- **Activity**:
From the records below, transcribe exactly the lines that begin at the line with "Where can the man's" and end at the line with "Where can the white soccer", both included.

(Records from a dataset)
════════════════════
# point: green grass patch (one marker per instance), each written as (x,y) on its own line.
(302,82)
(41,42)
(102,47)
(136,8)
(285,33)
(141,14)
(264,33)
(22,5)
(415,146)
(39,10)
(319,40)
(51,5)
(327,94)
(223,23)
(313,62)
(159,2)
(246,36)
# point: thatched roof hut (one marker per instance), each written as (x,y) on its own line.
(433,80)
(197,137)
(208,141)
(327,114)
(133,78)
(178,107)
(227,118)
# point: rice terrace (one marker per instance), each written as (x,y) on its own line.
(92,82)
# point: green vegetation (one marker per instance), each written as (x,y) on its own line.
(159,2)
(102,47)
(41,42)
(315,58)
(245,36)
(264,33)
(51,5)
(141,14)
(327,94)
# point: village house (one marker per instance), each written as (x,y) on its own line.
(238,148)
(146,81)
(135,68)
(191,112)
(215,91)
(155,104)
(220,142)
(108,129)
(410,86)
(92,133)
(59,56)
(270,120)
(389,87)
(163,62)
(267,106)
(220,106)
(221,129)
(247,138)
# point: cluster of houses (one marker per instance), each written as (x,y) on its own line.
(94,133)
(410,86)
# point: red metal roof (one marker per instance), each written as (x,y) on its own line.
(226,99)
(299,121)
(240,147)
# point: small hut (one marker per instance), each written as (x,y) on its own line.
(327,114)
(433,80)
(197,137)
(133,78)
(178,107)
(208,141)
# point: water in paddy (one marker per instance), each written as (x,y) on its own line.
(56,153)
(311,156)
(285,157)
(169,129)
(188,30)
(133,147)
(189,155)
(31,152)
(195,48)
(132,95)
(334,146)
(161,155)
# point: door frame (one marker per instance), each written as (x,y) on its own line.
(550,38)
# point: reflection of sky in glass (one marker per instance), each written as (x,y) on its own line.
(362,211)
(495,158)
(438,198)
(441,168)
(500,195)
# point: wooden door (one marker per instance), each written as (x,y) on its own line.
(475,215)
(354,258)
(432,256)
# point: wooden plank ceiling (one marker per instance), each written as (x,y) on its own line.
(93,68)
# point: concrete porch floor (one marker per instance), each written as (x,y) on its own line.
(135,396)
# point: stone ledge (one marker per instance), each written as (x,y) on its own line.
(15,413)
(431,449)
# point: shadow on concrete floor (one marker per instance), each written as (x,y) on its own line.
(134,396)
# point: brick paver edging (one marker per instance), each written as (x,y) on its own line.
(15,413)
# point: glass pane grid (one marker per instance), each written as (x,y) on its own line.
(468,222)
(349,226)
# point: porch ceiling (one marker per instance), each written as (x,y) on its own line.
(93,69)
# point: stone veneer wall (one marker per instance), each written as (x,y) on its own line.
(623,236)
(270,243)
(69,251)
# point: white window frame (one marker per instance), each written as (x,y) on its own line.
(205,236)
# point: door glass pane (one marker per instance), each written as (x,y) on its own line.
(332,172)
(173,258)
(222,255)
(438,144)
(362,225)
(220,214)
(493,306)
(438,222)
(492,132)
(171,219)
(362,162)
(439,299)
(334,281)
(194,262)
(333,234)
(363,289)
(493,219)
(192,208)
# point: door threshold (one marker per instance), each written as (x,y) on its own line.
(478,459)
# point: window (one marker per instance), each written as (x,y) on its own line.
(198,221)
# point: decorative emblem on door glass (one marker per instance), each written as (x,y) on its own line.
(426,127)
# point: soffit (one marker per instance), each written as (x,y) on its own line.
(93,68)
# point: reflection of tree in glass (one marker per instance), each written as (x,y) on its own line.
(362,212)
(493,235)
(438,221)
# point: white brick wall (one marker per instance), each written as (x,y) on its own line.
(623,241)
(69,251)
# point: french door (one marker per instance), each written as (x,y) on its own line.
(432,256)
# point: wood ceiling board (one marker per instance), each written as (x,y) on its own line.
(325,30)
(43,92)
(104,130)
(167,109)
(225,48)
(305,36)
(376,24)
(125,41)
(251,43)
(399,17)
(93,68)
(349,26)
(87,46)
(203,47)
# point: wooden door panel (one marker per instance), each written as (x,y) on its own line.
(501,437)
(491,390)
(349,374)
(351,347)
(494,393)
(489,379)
════════════════════
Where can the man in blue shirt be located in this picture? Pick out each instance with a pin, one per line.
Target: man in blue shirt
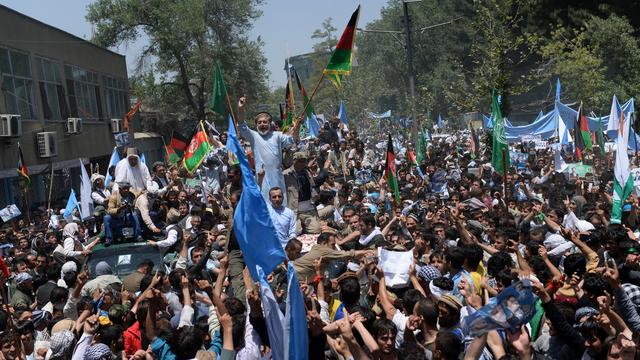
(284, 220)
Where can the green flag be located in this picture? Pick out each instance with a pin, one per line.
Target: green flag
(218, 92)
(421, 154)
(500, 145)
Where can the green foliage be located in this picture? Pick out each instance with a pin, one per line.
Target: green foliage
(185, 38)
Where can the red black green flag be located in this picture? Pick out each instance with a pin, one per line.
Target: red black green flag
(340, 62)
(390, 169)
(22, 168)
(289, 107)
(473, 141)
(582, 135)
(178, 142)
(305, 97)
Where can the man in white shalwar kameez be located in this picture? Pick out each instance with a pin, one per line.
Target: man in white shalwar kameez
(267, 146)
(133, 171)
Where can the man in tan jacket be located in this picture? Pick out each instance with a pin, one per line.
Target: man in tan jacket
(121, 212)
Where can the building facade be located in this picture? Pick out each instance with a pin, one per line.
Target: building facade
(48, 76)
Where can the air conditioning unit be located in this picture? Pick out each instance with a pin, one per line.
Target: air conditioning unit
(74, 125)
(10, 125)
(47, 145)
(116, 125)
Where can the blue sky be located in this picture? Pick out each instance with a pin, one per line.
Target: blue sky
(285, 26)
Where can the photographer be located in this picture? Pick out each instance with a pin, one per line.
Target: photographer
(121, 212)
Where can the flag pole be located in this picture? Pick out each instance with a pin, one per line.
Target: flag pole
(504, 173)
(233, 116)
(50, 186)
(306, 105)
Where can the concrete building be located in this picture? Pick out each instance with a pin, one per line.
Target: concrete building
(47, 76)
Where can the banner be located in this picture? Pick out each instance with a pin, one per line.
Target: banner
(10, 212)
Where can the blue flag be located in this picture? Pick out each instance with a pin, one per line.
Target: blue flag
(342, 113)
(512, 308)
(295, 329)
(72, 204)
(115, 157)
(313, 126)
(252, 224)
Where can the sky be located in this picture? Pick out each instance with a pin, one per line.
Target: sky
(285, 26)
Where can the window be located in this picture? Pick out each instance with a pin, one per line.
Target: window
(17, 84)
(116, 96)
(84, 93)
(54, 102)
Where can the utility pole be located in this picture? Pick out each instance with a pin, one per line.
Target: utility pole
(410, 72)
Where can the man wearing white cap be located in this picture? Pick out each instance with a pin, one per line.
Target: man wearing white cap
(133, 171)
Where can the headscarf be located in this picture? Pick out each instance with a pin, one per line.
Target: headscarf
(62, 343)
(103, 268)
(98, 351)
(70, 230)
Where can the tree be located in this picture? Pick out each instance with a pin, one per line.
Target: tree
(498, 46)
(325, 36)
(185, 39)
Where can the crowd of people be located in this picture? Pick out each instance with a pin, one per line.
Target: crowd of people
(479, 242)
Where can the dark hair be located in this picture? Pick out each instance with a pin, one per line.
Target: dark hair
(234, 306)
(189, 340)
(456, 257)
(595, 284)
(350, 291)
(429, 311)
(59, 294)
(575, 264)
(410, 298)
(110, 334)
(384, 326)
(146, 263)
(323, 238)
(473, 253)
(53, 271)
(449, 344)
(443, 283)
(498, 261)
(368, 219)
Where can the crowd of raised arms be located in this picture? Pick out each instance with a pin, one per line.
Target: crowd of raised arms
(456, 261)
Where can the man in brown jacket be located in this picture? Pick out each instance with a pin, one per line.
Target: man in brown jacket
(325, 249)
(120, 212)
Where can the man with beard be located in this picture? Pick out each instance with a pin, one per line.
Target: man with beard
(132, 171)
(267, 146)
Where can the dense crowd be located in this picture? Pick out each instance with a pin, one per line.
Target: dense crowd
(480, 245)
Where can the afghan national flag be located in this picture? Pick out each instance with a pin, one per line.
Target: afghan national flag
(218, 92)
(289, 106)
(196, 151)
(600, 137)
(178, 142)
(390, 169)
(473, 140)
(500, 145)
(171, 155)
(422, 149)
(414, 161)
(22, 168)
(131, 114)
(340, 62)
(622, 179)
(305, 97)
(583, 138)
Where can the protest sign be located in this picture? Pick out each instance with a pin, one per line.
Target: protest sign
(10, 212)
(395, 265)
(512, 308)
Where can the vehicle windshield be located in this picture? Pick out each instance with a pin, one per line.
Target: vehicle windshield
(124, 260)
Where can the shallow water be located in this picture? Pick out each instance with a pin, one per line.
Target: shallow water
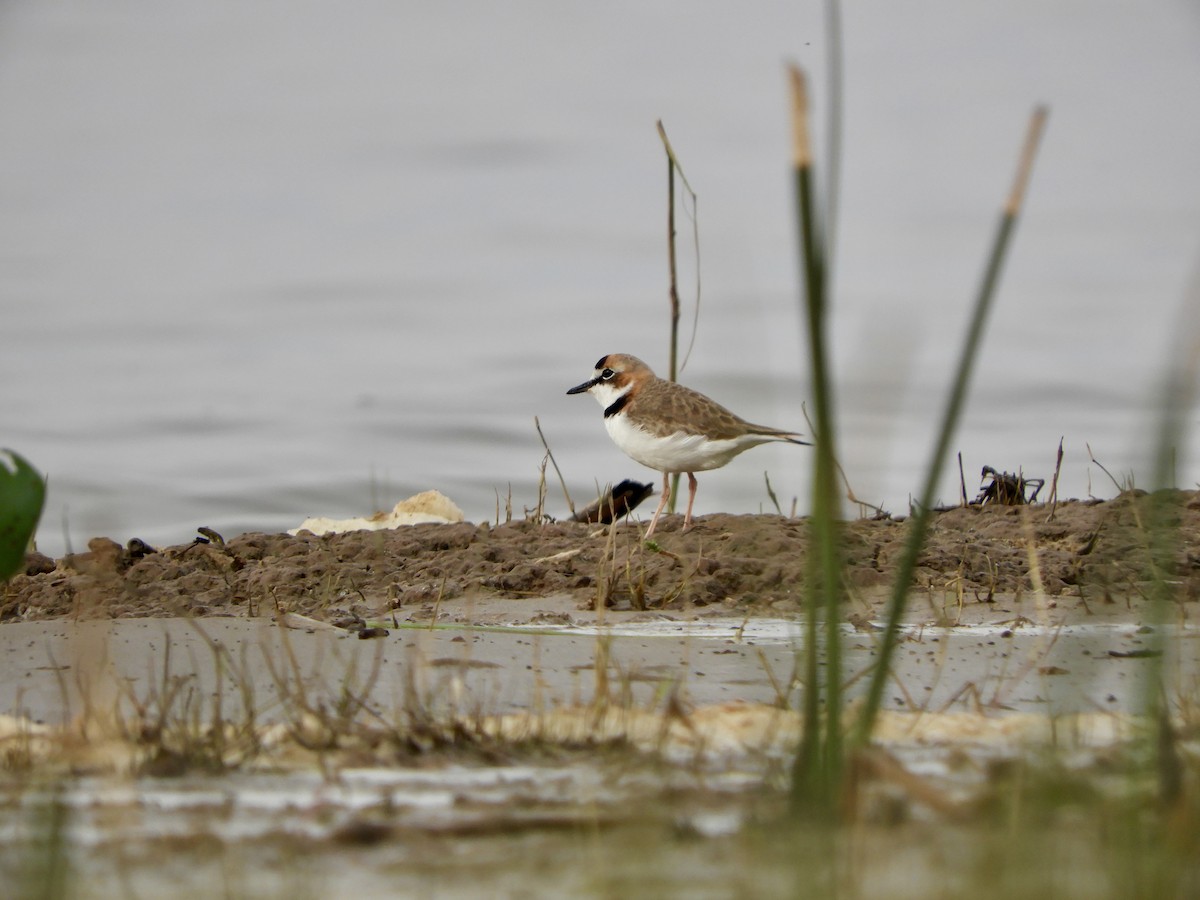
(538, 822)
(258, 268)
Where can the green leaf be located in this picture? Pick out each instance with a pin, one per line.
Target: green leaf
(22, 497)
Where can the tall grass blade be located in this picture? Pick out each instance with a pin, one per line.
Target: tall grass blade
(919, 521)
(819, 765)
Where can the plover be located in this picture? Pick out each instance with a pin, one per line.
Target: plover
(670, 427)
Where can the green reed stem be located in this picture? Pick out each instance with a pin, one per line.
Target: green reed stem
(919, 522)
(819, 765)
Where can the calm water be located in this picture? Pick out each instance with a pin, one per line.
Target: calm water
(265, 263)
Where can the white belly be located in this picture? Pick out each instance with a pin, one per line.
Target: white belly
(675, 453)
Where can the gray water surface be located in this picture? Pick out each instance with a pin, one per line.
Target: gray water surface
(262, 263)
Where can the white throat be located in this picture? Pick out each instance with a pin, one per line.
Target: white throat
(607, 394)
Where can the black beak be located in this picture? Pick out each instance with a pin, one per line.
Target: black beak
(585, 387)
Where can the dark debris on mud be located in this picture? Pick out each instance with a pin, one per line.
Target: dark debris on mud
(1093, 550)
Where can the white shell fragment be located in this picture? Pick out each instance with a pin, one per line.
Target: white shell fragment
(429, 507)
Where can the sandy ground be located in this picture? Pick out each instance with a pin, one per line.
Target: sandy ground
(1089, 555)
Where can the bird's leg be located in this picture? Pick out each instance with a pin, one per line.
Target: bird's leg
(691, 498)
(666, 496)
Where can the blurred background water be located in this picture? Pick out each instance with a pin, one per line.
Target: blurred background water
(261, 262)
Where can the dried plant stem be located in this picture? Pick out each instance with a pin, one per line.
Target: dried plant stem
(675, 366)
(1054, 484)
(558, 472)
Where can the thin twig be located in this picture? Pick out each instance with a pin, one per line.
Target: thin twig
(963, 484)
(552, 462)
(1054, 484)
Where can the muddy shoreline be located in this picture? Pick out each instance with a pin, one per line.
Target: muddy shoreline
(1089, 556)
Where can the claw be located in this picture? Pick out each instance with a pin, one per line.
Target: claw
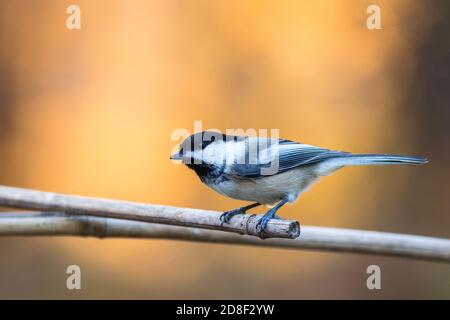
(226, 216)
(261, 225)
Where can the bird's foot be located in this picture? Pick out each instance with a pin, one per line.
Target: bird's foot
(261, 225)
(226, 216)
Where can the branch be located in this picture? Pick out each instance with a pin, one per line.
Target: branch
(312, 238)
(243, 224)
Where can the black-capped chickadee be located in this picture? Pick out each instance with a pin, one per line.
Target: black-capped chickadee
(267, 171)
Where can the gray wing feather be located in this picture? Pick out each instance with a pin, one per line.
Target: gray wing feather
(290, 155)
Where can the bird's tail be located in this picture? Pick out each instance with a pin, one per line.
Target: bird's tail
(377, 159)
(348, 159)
════════════════════
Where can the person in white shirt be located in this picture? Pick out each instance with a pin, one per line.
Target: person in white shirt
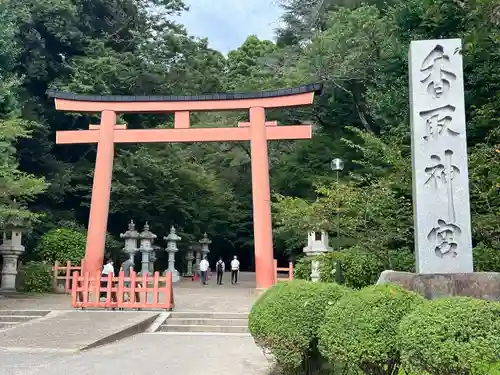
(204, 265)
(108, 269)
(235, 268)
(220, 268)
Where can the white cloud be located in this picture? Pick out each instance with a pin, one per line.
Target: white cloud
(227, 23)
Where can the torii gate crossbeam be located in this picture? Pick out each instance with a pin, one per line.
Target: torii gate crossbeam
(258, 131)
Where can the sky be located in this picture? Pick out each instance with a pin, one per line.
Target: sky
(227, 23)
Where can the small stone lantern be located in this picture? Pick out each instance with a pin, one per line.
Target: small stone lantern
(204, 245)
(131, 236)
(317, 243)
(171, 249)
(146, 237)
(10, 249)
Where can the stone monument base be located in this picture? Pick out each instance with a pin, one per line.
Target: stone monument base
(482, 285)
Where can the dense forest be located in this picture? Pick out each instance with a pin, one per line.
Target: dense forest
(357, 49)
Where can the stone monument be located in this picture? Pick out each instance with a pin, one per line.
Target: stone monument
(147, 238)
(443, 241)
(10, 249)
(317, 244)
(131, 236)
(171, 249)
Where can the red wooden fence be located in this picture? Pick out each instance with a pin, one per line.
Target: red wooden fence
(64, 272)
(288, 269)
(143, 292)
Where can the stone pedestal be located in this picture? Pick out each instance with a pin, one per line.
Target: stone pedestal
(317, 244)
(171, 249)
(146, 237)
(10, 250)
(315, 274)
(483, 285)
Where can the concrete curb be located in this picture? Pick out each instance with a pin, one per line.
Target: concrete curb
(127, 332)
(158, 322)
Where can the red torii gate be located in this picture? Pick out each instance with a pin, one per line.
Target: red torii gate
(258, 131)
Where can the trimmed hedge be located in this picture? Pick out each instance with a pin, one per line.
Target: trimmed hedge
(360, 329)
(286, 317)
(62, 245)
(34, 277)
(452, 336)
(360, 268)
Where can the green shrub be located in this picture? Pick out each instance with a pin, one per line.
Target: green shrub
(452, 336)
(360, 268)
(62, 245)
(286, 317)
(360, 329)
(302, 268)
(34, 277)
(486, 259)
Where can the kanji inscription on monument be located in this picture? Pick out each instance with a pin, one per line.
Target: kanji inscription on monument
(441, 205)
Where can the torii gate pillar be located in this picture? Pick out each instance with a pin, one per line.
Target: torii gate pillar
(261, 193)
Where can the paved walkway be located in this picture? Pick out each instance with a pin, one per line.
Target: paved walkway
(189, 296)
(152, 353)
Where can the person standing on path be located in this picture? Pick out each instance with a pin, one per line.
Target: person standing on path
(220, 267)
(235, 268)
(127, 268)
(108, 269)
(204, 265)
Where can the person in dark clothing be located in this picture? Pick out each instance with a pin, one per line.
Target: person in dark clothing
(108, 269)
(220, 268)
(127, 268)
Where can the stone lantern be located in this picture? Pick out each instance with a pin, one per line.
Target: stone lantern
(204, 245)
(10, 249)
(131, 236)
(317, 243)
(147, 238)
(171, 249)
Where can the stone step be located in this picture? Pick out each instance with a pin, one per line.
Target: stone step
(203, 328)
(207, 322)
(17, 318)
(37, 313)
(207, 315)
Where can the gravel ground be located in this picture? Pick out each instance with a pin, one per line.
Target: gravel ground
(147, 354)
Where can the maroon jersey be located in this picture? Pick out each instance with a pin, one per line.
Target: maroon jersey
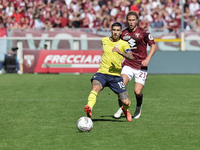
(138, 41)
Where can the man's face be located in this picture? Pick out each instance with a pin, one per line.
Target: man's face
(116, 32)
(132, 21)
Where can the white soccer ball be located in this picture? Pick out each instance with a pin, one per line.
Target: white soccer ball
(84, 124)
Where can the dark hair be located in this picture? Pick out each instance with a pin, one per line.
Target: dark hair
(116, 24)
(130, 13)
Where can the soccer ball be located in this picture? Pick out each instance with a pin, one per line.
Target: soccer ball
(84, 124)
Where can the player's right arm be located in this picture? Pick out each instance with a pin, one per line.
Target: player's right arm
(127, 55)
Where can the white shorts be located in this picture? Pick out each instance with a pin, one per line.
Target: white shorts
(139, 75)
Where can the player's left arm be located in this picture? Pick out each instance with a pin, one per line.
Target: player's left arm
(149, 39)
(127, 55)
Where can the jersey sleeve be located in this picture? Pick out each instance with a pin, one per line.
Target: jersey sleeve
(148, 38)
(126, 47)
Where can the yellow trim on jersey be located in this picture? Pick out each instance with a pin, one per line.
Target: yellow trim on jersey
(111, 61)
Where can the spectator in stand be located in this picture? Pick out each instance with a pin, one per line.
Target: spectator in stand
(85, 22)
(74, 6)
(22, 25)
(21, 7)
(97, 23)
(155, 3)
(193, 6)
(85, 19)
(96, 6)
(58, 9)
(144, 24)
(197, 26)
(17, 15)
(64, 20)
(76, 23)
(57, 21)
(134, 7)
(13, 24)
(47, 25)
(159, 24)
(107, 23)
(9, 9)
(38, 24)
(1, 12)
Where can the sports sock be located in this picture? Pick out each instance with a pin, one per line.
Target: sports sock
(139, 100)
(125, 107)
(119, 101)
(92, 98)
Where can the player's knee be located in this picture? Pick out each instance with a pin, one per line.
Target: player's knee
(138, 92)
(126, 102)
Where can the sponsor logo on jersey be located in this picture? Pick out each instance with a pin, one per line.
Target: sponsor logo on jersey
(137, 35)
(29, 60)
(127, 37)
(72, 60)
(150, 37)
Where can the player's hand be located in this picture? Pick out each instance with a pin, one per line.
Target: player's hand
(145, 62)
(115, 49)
════════════════════
- **Output**:
Where can the man's face be located in this picture? Pick out each instance with a pin, one per line.
Target: man's face
(116, 32)
(132, 21)
Where can the white soccer ball be located in this picture? Pick out each instance with a pin, one per line.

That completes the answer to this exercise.